→ WORK TO BE COMPLETED:
Each entry is to be printed again word for word.

Dataset excerpts
+ + + + +
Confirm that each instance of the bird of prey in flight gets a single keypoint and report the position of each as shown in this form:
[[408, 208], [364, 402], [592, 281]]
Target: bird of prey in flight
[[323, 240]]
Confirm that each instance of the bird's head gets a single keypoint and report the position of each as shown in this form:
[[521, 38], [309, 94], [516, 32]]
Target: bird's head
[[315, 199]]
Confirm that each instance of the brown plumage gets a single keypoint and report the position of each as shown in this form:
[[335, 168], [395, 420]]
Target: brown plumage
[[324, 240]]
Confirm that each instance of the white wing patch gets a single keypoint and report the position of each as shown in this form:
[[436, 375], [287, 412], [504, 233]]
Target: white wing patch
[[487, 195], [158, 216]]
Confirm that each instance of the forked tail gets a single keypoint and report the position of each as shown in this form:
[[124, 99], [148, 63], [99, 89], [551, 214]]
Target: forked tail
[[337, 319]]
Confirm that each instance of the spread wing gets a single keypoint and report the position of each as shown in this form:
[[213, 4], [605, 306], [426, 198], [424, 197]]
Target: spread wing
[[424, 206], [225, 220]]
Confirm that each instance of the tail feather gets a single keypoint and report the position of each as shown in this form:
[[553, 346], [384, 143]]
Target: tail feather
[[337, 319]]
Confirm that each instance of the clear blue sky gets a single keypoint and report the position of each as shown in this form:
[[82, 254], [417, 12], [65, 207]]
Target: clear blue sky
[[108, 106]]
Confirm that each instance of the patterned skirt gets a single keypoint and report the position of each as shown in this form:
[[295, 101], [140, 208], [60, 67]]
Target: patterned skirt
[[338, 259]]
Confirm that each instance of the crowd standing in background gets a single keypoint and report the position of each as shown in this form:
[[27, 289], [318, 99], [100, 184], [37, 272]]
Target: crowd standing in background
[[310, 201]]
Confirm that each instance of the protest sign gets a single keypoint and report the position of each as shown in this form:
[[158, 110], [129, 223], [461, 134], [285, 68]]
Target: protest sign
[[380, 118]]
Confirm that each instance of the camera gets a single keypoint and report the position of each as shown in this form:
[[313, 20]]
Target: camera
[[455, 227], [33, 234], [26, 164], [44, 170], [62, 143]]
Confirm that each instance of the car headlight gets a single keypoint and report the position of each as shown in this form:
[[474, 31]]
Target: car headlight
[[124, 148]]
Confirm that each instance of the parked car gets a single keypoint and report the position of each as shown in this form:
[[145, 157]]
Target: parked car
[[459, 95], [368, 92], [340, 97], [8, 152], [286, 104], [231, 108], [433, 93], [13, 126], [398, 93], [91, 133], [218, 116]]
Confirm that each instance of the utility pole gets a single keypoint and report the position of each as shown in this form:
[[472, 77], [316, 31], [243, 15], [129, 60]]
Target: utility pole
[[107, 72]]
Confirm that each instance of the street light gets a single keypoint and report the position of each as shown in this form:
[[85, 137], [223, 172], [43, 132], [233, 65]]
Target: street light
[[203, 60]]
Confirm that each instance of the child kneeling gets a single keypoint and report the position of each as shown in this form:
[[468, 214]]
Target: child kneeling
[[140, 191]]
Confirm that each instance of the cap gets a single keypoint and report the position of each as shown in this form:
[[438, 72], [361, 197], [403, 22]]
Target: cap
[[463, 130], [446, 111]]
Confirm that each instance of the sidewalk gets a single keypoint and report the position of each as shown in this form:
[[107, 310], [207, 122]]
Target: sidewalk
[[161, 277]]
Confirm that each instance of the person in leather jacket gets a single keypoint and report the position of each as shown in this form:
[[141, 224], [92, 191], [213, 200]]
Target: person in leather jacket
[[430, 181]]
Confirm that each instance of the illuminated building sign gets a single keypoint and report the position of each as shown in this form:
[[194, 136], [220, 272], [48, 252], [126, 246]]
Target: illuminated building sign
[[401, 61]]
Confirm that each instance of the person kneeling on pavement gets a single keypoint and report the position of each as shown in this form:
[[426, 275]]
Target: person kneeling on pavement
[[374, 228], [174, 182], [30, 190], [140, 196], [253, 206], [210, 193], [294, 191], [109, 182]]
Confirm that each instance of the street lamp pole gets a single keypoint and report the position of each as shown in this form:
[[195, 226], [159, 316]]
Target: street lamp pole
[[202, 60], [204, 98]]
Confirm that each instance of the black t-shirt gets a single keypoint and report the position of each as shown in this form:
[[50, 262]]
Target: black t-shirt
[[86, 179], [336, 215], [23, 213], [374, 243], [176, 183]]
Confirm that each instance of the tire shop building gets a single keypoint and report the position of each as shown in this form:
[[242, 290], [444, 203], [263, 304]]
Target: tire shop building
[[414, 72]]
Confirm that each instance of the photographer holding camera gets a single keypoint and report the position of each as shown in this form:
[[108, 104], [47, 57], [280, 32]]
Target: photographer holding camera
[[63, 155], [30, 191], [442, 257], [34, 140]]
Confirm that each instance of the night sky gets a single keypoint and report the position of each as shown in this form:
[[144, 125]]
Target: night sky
+ + + + +
→ PROBLEM SOLUTION:
Confirm that each instance of the bird of prey in flight gets a single keypoint and report the position of each as shown in this form:
[[408, 208], [364, 402], [592, 281]]
Target: bird of prey in flight
[[323, 240]]
Confirm that each instance of the bird's head gets a single keypoint and report the position of each as shown in this form:
[[521, 38], [309, 94], [516, 32]]
Target: bird's head
[[315, 199]]
Confirm that each instance of the brown plumage gets a single keypoint and report the position of each as shown in this form:
[[335, 168], [395, 420]]
Target: brown plumage
[[324, 240]]
Confirm that each instance of the white wing patch gets a single keypoint and report the position of each as shown in this form:
[[436, 375], [287, 412], [504, 233]]
Target: white wing patch
[[487, 195], [158, 216]]
Confirm that each instance of the forked tail gets a single keypoint and report the position of each as shown in this form:
[[124, 99], [148, 63], [99, 89], [551, 214]]
Target: forked tail
[[337, 319]]
Confirm that each instance of the spread wing gets a single keypoint and report the position of each as shown in this form:
[[213, 4], [605, 306], [426, 198], [424, 197]]
Target: spread wing
[[424, 206], [225, 220]]
Confirm that each instance of the tail feather gets a single keypoint and report the position of each as shown in this form:
[[553, 346], [384, 143]]
Target: tail feather
[[337, 319]]
Confirm that each instance of the clear blue sky gets a single keypoint and report the position of each as shown in this form:
[[82, 254], [417, 12], [65, 207]]
Target: clear blue sky
[[108, 106]]
Confirm that each instance of the patterned skirt gets a single keypoint and report the position of each as shown in this form:
[[295, 101], [140, 208], [60, 67]]
Target: patterned skirt
[[338, 259]]
Confirm that each instance of the crowd standing in background gets a single keypoint and report the position of each as shown in this form:
[[27, 289], [318, 99], [100, 184], [37, 272]]
Target: crowd standing in background
[[310, 201]]
Confirm that each instance of the protest sign gets a single keypoint and report the position of each as shown in this form:
[[158, 110], [129, 223], [461, 134], [285, 68]]
Target: protest sign
[[380, 118]]
Confirm that each instance of the camera gets a single keypoint and report the position of each as shown in this form:
[[313, 20]]
Target: camera
[[455, 227], [33, 234], [26, 164], [44, 170], [62, 143]]
Confirm that each instance of the car headlight gets a single keypoint and report the position of each as shown in this form:
[[474, 31]]
Target: car headlight
[[124, 148]]
Confirm that each instance of the parked car gets a single keypoint and report the position of each as shown in this form:
[[145, 157]]
Target: parked car
[[459, 95], [368, 92], [340, 97], [8, 152], [286, 104], [231, 108], [433, 93], [13, 126], [398, 93], [91, 133], [218, 116]]
Confirm that each instance of the utility pole gets a single keypoint and report the position of each as shown in this form:
[[472, 77], [316, 31], [243, 15], [129, 60]]
Target: utility pole
[[107, 72]]
Confirm that each instance of the street light gets a single keypoint and report the position of each as shown in this form:
[[85, 137], [223, 172], [43, 132], [233, 65]]
Target: street light
[[203, 60]]
Confirm that each instance of the child kneeling gets a single keypoint and report the position of each as shown in this form:
[[468, 214]]
Target: child kneeling
[[140, 191]]
Confirm that each instance of the cap gets a single keypoint and report the position of each as shown in this form:
[[438, 72], [361, 197], [403, 22]]
Target: cap
[[463, 130], [446, 111]]
Confirm that each instance of the sidewalk gets a single keypoint and report the position of each as shown in this form:
[[107, 310], [207, 122]]
Target: sidewalk
[[161, 277]]
Confirm that each instance of the person in leather jacket gets a single keypoint and report the position of each as shown in this form:
[[141, 224], [92, 191], [213, 200]]
Target: person in leather jacket
[[430, 181]]
Confirm that each instance of the illuminated building sign gets a single keypoint and report the position of each as shown in this form:
[[194, 136], [220, 272], [48, 252], [126, 246]]
Target: illuminated building sign
[[401, 61]]
Confirm that each instance of the person kneeling on pavement gets a single keypoint and report the position of each as shown in this form:
[[426, 275]]
Target: person kneeling on pavement
[[374, 228], [174, 182], [30, 190], [140, 196], [253, 206], [210, 193], [294, 191], [109, 182]]
Confirm that each instance of the street lamp pole gets a single keypoint and report the position of each as shown in this form:
[[195, 226], [159, 316]]
Target: street lamp pole
[[202, 60], [204, 98]]
Confirm that each instance of the black t-shirt gets a single keypoint and report the position of each as shown in this form:
[[50, 262]]
Target: black t-shirt
[[86, 179], [336, 215], [23, 213], [374, 243], [176, 183]]
Confirm that each instance of the tire shop building gets a single keypoint and report the position of each as shown in this form:
[[242, 290], [444, 203], [263, 304]]
Target: tire shop building
[[414, 72]]
Confirm that each instance of the photographer holding camera gets a single keypoint and report the position of each as shown in this form:
[[108, 104], [47, 57], [280, 32]]
Target: photographer holding camera
[[63, 155], [30, 191], [442, 257], [34, 140]]
Confirm that each instance of the night sky gets a single keypoint and report the position of each as shown in this form:
[[144, 125]]
Target: night sky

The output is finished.